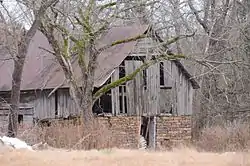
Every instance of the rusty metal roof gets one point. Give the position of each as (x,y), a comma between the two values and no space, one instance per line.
(41,71)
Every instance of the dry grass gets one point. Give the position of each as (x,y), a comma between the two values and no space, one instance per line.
(68,135)
(226,137)
(115,157)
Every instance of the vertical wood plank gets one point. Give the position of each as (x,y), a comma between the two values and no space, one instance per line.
(167,71)
(115,93)
(153,89)
(190,99)
(134,88)
(175,88)
(152,132)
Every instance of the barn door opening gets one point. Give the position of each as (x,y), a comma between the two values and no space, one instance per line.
(148,131)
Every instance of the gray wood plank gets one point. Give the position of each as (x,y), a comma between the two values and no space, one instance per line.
(115,93)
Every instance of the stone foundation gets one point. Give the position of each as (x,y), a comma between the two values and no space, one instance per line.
(172,131)
(125,130)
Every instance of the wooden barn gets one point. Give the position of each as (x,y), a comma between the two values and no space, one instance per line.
(164,88)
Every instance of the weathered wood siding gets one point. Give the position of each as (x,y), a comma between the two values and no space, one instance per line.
(45,106)
(168,76)
(184,90)
(66,105)
(153,90)
(134,89)
(166,100)
(115,94)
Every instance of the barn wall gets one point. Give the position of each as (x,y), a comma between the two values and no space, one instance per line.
(182,93)
(26,109)
(66,105)
(134,89)
(45,106)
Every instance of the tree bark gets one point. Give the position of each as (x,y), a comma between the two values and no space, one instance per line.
(19,61)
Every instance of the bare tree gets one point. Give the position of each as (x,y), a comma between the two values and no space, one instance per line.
(86,23)
(19,55)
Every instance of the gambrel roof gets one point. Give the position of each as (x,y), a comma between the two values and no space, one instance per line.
(41,71)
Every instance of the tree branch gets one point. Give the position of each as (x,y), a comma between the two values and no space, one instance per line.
(121,42)
(201,22)
(131,76)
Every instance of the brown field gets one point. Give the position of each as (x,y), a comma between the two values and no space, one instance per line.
(115,157)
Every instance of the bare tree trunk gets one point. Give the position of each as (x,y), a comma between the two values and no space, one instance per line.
(15,95)
(19,61)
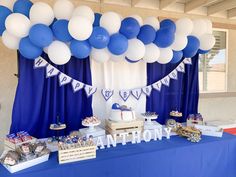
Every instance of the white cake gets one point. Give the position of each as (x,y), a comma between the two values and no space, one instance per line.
(122,116)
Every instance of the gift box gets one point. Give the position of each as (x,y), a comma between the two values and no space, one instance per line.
(26,164)
(210,130)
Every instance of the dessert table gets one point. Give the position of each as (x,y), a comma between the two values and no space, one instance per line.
(176,157)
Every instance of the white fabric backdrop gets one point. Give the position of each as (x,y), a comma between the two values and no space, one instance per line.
(117,76)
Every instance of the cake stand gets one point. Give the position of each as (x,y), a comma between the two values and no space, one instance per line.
(176,117)
(149,124)
(92,130)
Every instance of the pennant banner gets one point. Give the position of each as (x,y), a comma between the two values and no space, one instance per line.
(181,68)
(40,63)
(187,61)
(124,94)
(136,93)
(147,90)
(64,79)
(107,93)
(166,81)
(51,71)
(174,74)
(77,85)
(90,90)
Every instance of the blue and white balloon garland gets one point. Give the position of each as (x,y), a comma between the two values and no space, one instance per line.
(65,30)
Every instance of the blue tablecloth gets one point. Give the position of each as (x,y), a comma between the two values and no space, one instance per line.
(212,157)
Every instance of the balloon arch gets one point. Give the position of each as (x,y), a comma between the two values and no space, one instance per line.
(64,31)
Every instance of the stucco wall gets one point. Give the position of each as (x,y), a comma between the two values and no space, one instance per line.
(8,82)
(211,108)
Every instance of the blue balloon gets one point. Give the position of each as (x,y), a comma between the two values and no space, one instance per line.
(177,56)
(60,31)
(22,7)
(97,19)
(115,106)
(118,44)
(99,38)
(164,38)
(80,49)
(192,47)
(4,12)
(28,49)
(167,23)
(147,34)
(131,61)
(203,51)
(129,27)
(41,35)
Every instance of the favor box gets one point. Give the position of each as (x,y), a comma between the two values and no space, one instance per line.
(210,130)
(12,146)
(27,164)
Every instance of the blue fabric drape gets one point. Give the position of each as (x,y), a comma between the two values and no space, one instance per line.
(181,95)
(39,100)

■ Instrucciones ■
Convierte en una lista JSON de cadenas las líneas de los registros, empezando en la que contiene "Every instance of the blue and" y terminando al final de los registros, ambos extremos incluidos. Cada línea debe ser una cadena y las líneas en blanco se omiten.

■ Respuesta ■
[
  "Every instance of the blue and white balloon garland gets one point. Give the position of each as (x,y), a comma between the two values and no space, one instance per line.",
  "(65,30)",
  "Every instance of the blue tablecloth gets one point. Give the position of each as (x,y), a comma between the two values and no space, one instance per line.",
  "(212,157)",
  "Every instance of the balloon arch gets one point. Give the position of each as (x,y), a comma between the two values and no space, one instance per line.",
  "(64,31)",
  "Every instance of the stucco wall gets one point. Give the position of each as (x,y), a comma between the two values and no space, one instance per line.",
  "(8,82)",
  "(211,108)",
  "Every instance of the blue balloon gets one point. Give the position of each as (x,y), a comma between the two values and no space, one instance per line.",
  "(177,56)",
  "(60,31)",
  "(22,7)",
  "(97,19)",
  "(115,106)",
  "(118,44)",
  "(99,38)",
  "(164,38)",
  "(80,49)",
  "(192,47)",
  "(4,12)",
  "(28,49)",
  "(167,23)",
  "(147,34)",
  "(131,61)",
  "(203,51)",
  "(129,27)",
  "(41,35)",
  "Every instance of the favor box gets one point. Give the position of each as (x,y), a comma between the two values and no space, one instance per line.",
  "(210,130)",
  "(12,146)",
  "(27,164)",
  "Every instance of the blue fabric drape gets one point. Give the position of each as (x,y), a comma between the two values and no space, one instance per line.",
  "(181,95)",
  "(39,100)"
]